start Records for processing

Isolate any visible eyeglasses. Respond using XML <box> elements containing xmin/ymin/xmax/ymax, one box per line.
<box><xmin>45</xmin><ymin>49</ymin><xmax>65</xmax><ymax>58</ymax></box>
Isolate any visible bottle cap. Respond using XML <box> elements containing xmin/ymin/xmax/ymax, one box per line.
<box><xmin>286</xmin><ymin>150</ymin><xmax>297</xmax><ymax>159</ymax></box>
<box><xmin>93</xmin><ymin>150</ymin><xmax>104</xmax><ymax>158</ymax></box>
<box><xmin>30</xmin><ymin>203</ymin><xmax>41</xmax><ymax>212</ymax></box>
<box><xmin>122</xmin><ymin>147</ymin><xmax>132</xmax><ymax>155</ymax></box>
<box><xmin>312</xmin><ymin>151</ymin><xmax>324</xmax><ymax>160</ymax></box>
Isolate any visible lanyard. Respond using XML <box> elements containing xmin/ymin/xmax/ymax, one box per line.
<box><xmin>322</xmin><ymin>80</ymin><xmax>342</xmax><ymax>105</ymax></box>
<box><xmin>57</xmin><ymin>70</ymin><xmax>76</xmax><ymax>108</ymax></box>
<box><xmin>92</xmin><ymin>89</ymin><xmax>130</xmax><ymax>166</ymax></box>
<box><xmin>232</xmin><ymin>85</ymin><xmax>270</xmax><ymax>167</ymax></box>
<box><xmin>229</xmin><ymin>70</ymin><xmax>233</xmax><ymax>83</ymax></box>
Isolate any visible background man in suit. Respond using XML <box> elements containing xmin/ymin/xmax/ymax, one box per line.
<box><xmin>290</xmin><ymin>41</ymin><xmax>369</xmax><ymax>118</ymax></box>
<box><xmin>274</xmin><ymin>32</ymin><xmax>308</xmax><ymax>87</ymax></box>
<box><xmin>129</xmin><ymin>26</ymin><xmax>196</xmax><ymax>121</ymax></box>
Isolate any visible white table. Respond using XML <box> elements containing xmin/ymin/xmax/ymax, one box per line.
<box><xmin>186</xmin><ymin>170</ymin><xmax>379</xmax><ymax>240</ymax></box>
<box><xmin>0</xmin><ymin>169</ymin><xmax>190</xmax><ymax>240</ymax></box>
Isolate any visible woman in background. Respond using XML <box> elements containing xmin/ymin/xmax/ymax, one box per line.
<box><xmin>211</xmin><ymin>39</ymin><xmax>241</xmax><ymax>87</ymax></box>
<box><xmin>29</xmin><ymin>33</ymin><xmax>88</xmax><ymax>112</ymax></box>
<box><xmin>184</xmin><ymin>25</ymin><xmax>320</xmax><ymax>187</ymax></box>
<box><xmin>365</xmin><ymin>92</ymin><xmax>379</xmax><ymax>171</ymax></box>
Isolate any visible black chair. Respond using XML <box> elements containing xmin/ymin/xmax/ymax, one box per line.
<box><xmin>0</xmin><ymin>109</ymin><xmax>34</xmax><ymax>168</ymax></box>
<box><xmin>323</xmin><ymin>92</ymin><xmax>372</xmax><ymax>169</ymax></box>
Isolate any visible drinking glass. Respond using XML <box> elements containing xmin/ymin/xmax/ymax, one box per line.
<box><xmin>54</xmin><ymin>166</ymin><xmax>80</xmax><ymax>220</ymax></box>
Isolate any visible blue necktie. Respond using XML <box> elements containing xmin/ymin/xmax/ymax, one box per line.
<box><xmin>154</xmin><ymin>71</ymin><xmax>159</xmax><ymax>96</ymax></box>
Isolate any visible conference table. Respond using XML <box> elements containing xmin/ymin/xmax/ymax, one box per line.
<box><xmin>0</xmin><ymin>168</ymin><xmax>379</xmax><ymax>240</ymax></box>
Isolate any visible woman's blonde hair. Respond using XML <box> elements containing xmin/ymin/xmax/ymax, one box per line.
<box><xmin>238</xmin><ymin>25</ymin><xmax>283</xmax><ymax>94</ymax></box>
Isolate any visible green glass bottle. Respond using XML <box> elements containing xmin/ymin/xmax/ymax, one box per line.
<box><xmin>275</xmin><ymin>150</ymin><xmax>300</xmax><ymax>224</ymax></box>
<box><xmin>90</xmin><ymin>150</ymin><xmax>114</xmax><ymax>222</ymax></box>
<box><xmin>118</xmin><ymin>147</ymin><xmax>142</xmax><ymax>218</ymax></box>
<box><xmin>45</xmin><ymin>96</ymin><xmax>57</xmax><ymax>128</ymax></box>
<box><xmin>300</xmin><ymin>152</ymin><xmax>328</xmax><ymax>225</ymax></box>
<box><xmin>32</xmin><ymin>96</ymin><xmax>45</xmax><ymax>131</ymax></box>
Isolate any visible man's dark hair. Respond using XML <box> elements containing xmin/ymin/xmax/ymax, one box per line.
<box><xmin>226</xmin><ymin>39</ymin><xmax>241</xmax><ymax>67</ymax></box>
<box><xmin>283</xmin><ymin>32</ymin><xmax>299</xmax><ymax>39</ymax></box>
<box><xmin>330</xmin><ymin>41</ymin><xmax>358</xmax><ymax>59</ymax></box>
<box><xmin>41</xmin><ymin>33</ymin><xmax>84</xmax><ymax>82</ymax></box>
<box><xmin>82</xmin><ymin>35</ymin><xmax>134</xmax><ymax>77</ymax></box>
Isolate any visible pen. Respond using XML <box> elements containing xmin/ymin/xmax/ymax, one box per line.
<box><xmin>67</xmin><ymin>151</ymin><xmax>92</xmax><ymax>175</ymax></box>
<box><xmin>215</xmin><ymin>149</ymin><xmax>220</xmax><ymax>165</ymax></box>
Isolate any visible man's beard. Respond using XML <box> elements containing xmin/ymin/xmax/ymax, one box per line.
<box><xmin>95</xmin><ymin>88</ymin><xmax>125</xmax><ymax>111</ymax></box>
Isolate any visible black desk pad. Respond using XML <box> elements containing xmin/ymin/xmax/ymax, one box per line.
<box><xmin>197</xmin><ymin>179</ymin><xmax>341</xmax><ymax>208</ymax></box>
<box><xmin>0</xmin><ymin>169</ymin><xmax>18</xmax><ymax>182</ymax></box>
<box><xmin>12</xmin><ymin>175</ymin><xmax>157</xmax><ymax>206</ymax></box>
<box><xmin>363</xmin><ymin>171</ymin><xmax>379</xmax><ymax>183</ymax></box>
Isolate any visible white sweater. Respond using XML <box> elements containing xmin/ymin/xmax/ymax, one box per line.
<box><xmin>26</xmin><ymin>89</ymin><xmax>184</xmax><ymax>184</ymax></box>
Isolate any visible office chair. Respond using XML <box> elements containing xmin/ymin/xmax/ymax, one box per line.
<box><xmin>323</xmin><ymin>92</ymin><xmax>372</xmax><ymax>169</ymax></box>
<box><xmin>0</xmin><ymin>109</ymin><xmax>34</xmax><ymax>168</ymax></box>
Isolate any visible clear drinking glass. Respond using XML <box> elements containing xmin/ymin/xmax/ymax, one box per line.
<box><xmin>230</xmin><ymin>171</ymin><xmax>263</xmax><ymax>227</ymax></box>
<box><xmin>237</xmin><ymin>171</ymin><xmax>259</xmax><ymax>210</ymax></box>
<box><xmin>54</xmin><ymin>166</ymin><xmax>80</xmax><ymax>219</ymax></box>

end Records for processing

### Exercise objective
List every line of the records above that contains the word "drinking", copying each such line in full.

### Solution to this task
Isolate any visible drinking glass. Respond using XML <box> elements containing xmin/ymin/xmax/ymax, one box per line.
Isolate any visible clear drinking glass. Respond using XML <box> elements containing xmin/ymin/xmax/ymax, one box per line.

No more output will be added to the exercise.